- [Task prompt]
Copy out every one of the lines below word for word, without changing or leaving out anything.

- [Given records]
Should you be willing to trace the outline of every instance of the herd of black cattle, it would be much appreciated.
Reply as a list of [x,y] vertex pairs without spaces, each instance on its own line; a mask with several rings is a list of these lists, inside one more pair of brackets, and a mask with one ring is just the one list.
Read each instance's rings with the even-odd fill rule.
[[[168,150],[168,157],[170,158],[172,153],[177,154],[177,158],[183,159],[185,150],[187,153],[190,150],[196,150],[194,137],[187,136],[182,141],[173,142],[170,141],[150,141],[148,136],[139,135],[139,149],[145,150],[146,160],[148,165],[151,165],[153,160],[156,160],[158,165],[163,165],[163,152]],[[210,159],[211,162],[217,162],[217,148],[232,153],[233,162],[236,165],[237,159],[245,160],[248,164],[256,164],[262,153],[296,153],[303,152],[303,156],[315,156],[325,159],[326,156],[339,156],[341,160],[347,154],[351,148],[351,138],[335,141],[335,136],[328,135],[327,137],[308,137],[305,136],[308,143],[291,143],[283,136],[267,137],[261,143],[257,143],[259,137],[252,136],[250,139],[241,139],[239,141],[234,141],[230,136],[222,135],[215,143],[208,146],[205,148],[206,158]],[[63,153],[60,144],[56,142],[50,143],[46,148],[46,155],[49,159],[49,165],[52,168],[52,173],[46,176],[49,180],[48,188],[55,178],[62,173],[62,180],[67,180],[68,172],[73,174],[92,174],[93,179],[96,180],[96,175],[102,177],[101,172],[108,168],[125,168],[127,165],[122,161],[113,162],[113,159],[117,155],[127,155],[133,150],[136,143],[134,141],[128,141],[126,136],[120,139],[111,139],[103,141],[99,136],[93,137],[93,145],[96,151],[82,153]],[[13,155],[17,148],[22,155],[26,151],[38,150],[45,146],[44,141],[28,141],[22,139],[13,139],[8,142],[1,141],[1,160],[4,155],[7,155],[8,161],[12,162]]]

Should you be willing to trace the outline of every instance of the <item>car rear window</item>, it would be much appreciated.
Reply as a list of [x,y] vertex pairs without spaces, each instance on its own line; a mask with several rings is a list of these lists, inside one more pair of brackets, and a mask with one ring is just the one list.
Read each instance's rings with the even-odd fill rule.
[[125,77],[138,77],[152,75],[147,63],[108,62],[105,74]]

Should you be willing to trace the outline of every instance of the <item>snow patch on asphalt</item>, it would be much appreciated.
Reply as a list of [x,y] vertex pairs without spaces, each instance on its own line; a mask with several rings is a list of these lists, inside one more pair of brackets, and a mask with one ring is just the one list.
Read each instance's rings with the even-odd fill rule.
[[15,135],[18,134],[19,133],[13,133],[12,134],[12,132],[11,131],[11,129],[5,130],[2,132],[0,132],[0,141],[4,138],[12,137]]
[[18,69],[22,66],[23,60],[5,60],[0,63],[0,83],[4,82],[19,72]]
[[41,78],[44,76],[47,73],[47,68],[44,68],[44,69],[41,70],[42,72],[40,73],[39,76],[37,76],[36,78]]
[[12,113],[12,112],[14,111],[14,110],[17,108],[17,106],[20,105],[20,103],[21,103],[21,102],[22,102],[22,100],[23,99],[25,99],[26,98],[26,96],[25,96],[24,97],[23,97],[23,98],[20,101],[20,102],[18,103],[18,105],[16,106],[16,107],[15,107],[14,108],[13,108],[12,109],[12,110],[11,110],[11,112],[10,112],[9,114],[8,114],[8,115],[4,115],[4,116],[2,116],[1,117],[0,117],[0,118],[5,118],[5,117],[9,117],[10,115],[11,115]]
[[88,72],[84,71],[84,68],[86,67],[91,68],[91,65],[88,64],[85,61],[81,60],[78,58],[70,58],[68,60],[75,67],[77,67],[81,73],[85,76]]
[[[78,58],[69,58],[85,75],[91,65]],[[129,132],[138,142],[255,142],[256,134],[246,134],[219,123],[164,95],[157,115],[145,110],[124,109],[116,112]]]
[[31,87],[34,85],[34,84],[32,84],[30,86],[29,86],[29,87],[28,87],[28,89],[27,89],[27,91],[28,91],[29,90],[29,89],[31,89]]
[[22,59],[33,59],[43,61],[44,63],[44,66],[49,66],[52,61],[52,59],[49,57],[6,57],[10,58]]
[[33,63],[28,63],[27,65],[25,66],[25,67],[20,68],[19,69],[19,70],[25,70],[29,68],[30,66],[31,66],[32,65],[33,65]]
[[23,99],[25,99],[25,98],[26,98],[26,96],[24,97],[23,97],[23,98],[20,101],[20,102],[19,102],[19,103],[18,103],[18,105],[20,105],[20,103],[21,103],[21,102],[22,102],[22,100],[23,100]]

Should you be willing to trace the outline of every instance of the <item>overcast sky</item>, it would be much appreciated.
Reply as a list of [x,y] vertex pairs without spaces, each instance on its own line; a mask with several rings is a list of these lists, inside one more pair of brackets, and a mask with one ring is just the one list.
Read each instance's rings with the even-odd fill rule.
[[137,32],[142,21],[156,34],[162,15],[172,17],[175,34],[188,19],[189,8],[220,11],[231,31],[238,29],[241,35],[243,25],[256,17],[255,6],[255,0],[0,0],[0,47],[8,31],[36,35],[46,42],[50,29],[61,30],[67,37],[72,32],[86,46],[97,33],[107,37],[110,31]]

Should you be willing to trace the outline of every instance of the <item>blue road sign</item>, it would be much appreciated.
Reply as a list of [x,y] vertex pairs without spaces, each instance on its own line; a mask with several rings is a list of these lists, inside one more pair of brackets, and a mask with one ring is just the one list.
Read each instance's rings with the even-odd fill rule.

- [Solution to this exercise]
Should you be willing to trace the outline of every instance of the herd of black cattle, it would be much appreciated.
Reply as a list of [x,y] vertex pairs without spaces, each instance on its own line; a mask with several rings is a list of these lists, inside one more pair of brackets, and a mask with one ring is just the one list.
Read each instance's rings with the even-odd fill rule.
[[[168,150],[168,157],[170,158],[172,153],[177,154],[177,158],[183,159],[185,150],[187,153],[190,150],[196,150],[194,137],[187,136],[182,141],[173,142],[170,141],[150,141],[148,136],[139,135],[139,149],[145,150],[146,160],[148,165],[151,165],[153,160],[156,160],[158,165],[163,165],[163,152]],[[210,159],[211,162],[217,162],[217,148],[232,153],[233,162],[236,165],[237,159],[245,160],[248,164],[256,164],[262,153],[296,153],[303,152],[303,156],[315,156],[325,159],[326,156],[339,156],[341,160],[347,154],[351,148],[351,138],[335,141],[335,136],[328,135],[327,137],[308,137],[305,136],[308,143],[291,143],[283,136],[267,137],[261,143],[257,143],[259,137],[252,136],[250,139],[241,139],[239,141],[234,141],[230,136],[222,135],[215,143],[208,146],[205,148],[206,158]],[[63,153],[60,144],[56,142],[50,143],[46,148],[46,155],[49,159],[49,165],[52,168],[52,173],[46,176],[49,180],[48,188],[55,178],[62,173],[62,180],[67,180],[68,172],[73,174],[92,174],[93,179],[96,180],[96,175],[102,177],[101,172],[108,168],[125,168],[127,165],[122,161],[113,162],[113,159],[117,155],[127,155],[133,150],[136,143],[134,141],[128,141],[126,136],[120,139],[111,139],[103,141],[99,136],[93,137],[93,145],[96,151],[82,153]],[[13,155],[17,148],[22,155],[26,151],[38,150],[45,146],[44,141],[28,141],[22,139],[13,139],[8,142],[1,141],[1,160],[4,155],[7,155],[8,161],[12,162]]]

Should you be willing to trace the outline of every instance of the <item>car rear window</item>, it would be much appreciated.
Reply as a list of [x,y] vertex pairs without spaces, each instance on its own line; a mask with several rings is a list of these lists, inside one more pair of brackets, and a mask with one ring is just the one list.
Read each instance's rings with the even-odd fill rule.
[[125,77],[138,77],[152,75],[147,63],[108,62],[105,74]]

Should you be willing to trace the outline of every instance of the <item>snow patch on asphalt</item>, it would be much appreciated.
Reply as a list of [x,y] vertex pairs without spaces, each instance on its own line; a mask with several rings is a list of these lists, inside one more pair of brackets, and a mask with one ring is just the one list.
Read each instance's rings with the even-odd fill rule.
[[15,135],[18,134],[19,133],[13,133],[12,134],[12,132],[11,131],[11,129],[5,130],[2,132],[0,132],[0,141],[4,138],[12,137]]
[[18,69],[22,66],[23,60],[5,60],[0,63],[0,83],[4,82],[19,72]]
[[41,78],[44,76],[47,73],[47,68],[44,68],[44,69],[41,70],[42,72],[40,73],[39,76],[37,76],[36,78]]
[[12,113],[12,112],[14,111],[14,110],[17,108],[17,106],[20,105],[20,103],[21,103],[21,102],[22,102],[22,100],[23,99],[25,99],[26,98],[26,96],[25,96],[24,97],[23,97],[23,98],[20,101],[20,102],[18,103],[18,105],[16,106],[16,107],[15,107],[14,108],[13,108],[12,109],[12,110],[11,110],[11,112],[10,112],[9,114],[8,114],[8,115],[4,115],[4,116],[2,116],[1,117],[0,117],[0,118],[5,118],[5,117],[9,117],[10,115],[11,115]]
[[88,72],[84,71],[84,68],[86,67],[91,68],[91,65],[88,64],[85,61],[81,60],[78,58],[70,58],[68,60],[75,67],[77,67],[81,73],[85,76]]
[[[78,58],[69,58],[85,75],[91,65]],[[129,132],[138,142],[255,142],[256,134],[246,134],[219,123],[164,95],[157,115],[145,110],[124,109],[116,112]]]
[[31,87],[34,85],[34,84],[32,84],[30,86],[29,86],[29,87],[28,87],[28,89],[27,89],[27,91],[28,91],[29,90],[29,89],[31,89]]
[[22,59],[33,59],[43,61],[44,63],[44,66],[49,66],[52,61],[52,59],[49,57],[6,57],[10,58]]
[[33,63],[28,63],[27,65],[25,66],[25,67],[20,68],[19,69],[19,70],[25,70],[29,68],[30,66],[31,66],[32,65],[33,65]]
[[23,99],[25,99],[25,98],[26,98],[26,96],[24,97],[23,97],[23,98],[20,101],[20,102],[19,102],[19,103],[18,103],[18,105],[20,105],[20,103],[21,103],[21,102],[22,102],[22,100],[23,100]]

Should you be willing to trace the outline of every instance of the <item>overcast sky</item>, it would be much appreciated.
Reply as a list of [x,y] vertex pairs without spaces, each instance on its own line; a mask with several rings is a list of these lists, inside one more pair of brackets, and a mask with one ring is just the one list.
Read each instance's rings with the even-odd fill rule.
[[137,32],[142,21],[156,34],[162,15],[172,17],[175,34],[188,19],[189,8],[220,11],[231,31],[238,29],[241,35],[243,25],[256,17],[255,6],[255,0],[0,0],[0,47],[8,31],[36,35],[46,42],[50,29],[61,30],[67,37],[72,32],[86,46],[97,33],[107,37],[110,31]]

Should you be willing to trace the outline of every instance of the <item>blue road sign</item>, it would be much appreciated.
Reply as a list of [x,y] vertex pairs without spaces, each instance on its own line; a mask with several rings is a list of these lists, inside one more pair of brackets, and a mask with one ring is just the one list.
Read each instance's rings with the even-odd fill rule.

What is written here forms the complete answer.